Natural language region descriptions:
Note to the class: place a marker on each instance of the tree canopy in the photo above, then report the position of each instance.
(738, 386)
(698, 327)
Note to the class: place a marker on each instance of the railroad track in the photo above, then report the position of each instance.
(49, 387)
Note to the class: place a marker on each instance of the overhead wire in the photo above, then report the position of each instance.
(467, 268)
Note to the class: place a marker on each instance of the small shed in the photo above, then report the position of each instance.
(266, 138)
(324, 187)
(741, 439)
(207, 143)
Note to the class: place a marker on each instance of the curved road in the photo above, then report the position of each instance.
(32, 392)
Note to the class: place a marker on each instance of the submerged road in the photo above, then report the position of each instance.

What you need to do: Keeping every word and mark as it is, print the entries above.

Output below:
Note to the class: place a marker on each instance of the tree canopy in the photo above, then report the position of each instance.
(738, 386)
(698, 327)
Note to the class: place a marker on each instance of the railroad track in the photo above, then report the position of each instance.
(49, 387)
Note to the class: place a marker on each instance of the overhead wire in the photo above, then report the position of each instance.
(467, 268)
Note to the class: place a marker on each instance of the small shed in the photo above, then report the position of each instance.
(266, 138)
(324, 187)
(741, 439)
(207, 143)
Note to the class: place a marker on each instance of the curved road in the photo above, then report the position of each instance.
(32, 392)
Note to the class: place a marker on each instance of the submerged road in the photo above, then report the position of each instance.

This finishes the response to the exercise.